STATED GOAL 1
In the listing below, write out again every line from the line with "[segment] white porch column" up to and including the line with "120], [197, 125]]". Multiply each coordinate in the answers by 2.55 and round to whole numbers, with halves rounded up, and leave everything else, including the sample coordinates, unchanged.

PASSAGE
FULL PRODUCT VERSION :
openjdk version "1.8.0_102"
ADDITIONAL OS VERSION INFORMATION :
Linux 3.16.0-4-amd64 #1 SMP Debian 3.16.36-1+deb8u1 (2016-09-03) x86_64 GNU/Linux
A DESCRIPTION OF THE PROBLEM :
UNIXProcess$ProcessPipeOutputStream.processExited and BufferedInputStream.read are both synchronized. This means a read which is blocking when a process exits causes the information that it has exited to not get through, which can lead to deadlocks. This doesn't normally happen because after most processes exit, the pipes for their stderr and stdout have no writers so the read returns immediately, but sometimes processes exit while other processes still have those pipes open for writing.
http://mail.openjdk.java.net/pipermail/core-libs-dev/2016-March/039813.html reports the same issue, and I can't find an existing bug filed as a result of that discussion.
https://github.com/bazelbuild/bazel/issues/1250 is a bug in an actual program which might be caused by this.
STEPS TO FOLLOW TO REPRODUCE THE PROBLEM :
Run the example program.
EXPECTED VERSUS ACTUAL BEHAVIOR :
EXPECTED -
read does something consistent after the process exits with another writer still running on the pipe: either returns -1 immediately or continues reading from the pipe.

ROWS
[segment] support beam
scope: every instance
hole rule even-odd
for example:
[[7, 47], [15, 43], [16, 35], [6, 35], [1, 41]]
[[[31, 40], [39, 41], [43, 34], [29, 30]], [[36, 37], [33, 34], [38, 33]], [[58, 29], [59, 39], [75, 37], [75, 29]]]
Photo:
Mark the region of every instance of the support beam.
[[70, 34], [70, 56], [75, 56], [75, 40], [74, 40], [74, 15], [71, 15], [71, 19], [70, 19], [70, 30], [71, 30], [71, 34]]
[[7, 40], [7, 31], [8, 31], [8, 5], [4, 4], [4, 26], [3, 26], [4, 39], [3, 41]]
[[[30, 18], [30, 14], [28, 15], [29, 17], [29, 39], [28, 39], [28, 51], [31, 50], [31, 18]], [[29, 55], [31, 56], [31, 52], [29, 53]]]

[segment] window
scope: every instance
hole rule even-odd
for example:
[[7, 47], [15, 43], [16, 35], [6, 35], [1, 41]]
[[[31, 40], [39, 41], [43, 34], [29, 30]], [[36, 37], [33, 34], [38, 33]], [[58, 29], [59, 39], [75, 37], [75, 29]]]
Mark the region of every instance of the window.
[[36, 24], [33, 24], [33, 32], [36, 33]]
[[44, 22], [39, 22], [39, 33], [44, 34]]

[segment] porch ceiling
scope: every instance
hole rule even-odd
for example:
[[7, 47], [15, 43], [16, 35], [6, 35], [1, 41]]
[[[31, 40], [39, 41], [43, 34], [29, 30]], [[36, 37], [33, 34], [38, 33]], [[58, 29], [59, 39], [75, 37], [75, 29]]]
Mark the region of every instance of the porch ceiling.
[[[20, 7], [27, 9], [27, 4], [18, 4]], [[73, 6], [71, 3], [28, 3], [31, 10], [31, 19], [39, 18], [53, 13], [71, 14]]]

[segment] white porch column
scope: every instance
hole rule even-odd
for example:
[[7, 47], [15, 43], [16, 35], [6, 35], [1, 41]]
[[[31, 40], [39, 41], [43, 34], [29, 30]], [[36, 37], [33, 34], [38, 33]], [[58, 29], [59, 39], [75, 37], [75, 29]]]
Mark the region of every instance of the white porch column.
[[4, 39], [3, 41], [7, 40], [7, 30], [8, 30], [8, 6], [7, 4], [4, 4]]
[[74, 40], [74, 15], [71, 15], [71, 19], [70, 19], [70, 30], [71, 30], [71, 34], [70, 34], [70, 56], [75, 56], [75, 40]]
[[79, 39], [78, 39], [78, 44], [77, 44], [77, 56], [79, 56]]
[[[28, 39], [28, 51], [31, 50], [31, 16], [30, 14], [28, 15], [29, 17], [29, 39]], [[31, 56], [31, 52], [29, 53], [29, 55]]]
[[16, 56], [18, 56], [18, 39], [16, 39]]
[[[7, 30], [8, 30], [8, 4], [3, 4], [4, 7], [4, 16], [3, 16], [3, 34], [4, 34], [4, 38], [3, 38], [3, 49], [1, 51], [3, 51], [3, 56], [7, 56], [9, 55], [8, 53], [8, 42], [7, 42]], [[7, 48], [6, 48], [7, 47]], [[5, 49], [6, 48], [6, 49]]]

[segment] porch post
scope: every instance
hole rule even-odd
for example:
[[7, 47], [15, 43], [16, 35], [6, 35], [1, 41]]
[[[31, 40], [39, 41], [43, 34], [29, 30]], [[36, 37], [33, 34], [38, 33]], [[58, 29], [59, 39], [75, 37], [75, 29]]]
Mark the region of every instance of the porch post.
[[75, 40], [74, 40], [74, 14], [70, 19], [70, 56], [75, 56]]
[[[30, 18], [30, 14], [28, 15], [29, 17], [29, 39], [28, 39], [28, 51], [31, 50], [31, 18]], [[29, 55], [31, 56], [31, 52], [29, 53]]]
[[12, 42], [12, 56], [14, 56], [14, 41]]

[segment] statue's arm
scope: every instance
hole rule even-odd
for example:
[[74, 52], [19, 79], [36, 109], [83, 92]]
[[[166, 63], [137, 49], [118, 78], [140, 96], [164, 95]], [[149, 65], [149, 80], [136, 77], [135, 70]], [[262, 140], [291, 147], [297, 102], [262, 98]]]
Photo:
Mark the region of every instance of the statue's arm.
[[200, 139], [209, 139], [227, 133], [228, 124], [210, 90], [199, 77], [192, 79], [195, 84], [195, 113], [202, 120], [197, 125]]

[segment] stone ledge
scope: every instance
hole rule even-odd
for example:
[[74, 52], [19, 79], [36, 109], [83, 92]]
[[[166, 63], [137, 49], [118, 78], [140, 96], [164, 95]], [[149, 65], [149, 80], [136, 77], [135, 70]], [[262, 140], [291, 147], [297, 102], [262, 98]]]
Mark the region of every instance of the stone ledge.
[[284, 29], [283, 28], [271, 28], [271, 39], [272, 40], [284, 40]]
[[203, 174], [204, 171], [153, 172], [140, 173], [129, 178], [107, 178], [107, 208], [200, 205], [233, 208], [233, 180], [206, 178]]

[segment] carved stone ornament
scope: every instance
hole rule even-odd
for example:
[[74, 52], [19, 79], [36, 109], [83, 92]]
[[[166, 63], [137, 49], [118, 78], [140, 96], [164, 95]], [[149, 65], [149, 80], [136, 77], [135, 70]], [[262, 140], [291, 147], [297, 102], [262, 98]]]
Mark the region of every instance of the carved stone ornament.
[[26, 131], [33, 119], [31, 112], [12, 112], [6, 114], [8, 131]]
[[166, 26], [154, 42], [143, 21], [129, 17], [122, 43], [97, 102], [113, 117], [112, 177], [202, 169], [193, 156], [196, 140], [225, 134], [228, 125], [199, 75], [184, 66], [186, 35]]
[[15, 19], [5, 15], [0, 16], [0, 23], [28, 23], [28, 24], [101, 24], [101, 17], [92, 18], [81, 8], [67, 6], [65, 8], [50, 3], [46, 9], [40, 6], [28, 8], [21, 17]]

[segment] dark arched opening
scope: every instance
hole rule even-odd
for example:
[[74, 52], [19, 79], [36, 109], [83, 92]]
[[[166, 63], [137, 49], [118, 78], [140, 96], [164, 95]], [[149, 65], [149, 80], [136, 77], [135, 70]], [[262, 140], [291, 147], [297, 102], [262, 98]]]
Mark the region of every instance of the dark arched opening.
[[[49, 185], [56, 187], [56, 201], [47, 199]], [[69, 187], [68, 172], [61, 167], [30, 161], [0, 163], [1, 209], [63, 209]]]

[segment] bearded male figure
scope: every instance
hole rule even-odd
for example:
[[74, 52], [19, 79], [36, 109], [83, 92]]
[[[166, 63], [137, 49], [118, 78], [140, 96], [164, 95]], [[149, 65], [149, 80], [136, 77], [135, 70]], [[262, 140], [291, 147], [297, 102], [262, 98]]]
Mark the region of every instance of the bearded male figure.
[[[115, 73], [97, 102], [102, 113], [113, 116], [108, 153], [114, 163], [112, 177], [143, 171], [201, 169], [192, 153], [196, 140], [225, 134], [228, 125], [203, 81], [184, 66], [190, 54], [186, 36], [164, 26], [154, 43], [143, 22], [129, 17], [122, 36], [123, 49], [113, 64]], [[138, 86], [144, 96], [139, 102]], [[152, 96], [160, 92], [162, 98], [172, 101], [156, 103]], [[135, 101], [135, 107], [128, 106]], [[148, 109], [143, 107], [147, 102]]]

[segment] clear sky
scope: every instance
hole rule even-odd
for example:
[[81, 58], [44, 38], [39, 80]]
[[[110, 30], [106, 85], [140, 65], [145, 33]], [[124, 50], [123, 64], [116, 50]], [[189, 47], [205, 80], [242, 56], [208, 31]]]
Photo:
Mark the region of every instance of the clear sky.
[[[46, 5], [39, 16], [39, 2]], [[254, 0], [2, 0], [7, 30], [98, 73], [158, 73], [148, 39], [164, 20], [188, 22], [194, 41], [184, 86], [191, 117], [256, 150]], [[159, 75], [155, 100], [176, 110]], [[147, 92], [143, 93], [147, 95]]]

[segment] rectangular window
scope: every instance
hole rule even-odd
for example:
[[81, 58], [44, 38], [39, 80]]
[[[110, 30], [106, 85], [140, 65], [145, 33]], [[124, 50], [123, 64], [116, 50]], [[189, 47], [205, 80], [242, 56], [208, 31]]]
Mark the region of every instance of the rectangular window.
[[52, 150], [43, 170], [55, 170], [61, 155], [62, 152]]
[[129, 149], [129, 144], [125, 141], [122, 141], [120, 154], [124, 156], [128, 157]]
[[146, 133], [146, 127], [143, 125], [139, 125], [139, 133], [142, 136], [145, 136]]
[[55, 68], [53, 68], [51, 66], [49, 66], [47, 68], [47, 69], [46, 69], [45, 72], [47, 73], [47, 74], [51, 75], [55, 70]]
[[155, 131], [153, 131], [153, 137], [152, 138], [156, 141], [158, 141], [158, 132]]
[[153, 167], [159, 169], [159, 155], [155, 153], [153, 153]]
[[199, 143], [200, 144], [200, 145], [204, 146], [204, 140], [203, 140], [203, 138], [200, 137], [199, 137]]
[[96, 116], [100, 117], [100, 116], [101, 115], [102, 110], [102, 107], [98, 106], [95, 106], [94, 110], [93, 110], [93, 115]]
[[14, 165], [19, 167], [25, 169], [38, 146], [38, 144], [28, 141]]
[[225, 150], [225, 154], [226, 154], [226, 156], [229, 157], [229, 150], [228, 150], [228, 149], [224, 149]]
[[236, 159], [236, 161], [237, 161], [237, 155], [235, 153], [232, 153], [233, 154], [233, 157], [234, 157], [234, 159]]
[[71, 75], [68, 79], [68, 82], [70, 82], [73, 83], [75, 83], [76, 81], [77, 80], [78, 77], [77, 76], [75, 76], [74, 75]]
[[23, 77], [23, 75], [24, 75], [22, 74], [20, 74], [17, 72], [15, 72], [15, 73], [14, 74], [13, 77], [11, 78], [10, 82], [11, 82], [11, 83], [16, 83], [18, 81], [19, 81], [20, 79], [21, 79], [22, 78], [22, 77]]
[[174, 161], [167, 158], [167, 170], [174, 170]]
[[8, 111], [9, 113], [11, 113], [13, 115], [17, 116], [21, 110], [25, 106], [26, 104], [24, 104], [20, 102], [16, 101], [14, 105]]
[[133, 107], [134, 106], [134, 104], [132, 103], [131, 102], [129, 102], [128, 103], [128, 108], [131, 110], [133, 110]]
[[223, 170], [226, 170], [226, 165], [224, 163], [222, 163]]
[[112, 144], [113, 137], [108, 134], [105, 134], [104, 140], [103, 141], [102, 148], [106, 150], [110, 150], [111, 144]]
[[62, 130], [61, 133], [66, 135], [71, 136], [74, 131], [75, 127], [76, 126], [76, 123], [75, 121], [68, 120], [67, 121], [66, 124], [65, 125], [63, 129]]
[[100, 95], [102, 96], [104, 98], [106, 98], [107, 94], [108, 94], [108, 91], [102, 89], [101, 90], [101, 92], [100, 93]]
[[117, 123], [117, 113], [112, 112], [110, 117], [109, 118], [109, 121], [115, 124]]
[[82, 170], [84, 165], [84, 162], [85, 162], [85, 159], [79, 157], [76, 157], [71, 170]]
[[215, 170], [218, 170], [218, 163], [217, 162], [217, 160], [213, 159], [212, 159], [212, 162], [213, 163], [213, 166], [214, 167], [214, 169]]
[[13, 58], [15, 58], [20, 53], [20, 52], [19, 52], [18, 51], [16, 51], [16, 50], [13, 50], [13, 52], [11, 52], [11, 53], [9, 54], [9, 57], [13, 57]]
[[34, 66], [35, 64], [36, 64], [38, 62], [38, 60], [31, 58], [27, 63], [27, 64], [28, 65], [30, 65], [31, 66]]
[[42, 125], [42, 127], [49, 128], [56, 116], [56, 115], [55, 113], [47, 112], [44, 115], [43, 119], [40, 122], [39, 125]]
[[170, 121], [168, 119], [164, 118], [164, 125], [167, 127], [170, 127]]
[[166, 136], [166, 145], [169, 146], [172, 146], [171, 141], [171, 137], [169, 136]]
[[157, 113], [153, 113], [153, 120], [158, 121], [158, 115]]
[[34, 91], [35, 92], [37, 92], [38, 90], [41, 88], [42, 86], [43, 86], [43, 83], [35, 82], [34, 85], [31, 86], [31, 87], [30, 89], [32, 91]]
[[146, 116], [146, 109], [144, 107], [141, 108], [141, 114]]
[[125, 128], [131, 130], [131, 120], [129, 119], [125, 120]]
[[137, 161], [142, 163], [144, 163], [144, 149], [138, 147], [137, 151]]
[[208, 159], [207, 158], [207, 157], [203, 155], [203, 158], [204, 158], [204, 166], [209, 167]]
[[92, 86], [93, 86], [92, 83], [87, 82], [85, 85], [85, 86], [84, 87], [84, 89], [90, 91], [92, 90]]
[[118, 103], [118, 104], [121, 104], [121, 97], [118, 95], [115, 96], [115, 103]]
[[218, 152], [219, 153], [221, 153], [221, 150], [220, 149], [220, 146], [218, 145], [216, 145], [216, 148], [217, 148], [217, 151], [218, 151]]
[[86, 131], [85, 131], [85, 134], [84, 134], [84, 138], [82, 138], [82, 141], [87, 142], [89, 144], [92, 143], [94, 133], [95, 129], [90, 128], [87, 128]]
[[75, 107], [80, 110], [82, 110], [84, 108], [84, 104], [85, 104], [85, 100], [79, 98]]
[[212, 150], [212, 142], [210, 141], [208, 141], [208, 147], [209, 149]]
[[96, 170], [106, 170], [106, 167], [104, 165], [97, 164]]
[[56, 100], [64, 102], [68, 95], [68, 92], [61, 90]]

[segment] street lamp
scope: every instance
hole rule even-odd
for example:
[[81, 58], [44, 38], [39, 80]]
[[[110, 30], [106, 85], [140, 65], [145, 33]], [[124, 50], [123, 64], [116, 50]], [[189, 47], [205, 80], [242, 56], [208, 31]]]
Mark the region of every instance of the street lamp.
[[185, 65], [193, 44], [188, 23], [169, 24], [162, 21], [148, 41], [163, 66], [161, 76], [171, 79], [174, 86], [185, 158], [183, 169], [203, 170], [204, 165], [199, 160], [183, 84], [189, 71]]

STATED GOAL 2
According to the bug report above, why does the deadlock not usually occur when a process exits?

FULL OUTPUT 1
[segment] white porch column
scope: every instance
hole rule even-odd
for example:
[[7, 47], [15, 43], [16, 35], [6, 35], [1, 41]]
[[[31, 40], [39, 41], [43, 34], [29, 30]], [[36, 37], [33, 34], [38, 33]], [[58, 29], [59, 39], [75, 37], [75, 29]]]
Mark the region of every instance of the white porch column.
[[10, 99], [8, 105], [18, 102], [18, 77], [20, 77], [20, 15], [18, 10], [10, 10]]
[[189, 102], [189, 38], [181, 38], [181, 48], [179, 48], [179, 77], [181, 77], [181, 87], [179, 87], [179, 143], [191, 143], [191, 102]]
[[201, 99], [199, 99], [199, 112], [196, 112], [196, 143], [201, 143]]
[[[71, 99], [71, 130], [79, 128], [79, 41], [77, 36], [71, 38], [74, 43], [74, 99]], [[79, 143], [79, 133], [74, 135], [74, 140]]]
[[41, 143], [46, 143], [46, 99], [41, 99]]
[[[18, 77], [20, 77], [20, 10], [8, 10], [10, 18], [10, 41], [8, 41], [8, 87], [10, 87], [10, 97], [8, 97], [8, 125], [3, 130], [8, 130], [8, 143], [18, 143], [23, 140], [20, 135], [20, 107], [18, 107]], [[18, 122], [15, 122], [18, 120]], [[13, 125], [15, 122], [15, 125]]]

[segment] porch post
scope: every instance
hole rule even-odd
for example:
[[7, 47], [15, 43], [16, 35], [6, 35], [1, 41]]
[[[31, 40], [39, 41], [43, 34], [29, 30]], [[36, 37], [33, 34], [38, 33]], [[58, 29], [59, 39], [75, 37], [75, 29]]]
Mark the region of every instance of the porch post.
[[191, 102], [189, 102], [189, 36], [179, 48], [179, 143], [191, 143]]
[[[77, 46], [77, 36], [71, 38], [74, 43], [74, 99], [71, 99], [71, 130], [79, 128], [79, 46]], [[74, 140], [79, 143], [79, 133], [74, 135]]]
[[31, 107], [31, 143], [36, 143], [36, 105]]

[segment] statue's arm
scope: every instance
hole rule even-odd
for example:
[[74, 52], [19, 79], [36, 109], [83, 92]]
[[[166, 63], [137, 49], [118, 78], [140, 96], [164, 95]], [[149, 65], [149, 80], [136, 77], [135, 70]], [[262, 140], [291, 147], [297, 102], [262, 98]]]
Photo:
Mark the region of every instance of the statue's arm.
[[510, 354], [533, 354], [579, 339], [581, 316], [536, 230], [507, 196], [490, 201], [497, 214], [497, 288], [515, 306], [502, 319]]

FULL OUTPUT 2
After most processes exit, no writers remain on their stderr and stdout pipes, so the blocking read returns immediately. The problem only appears when a process exits while other processes still have those pipes open for writing.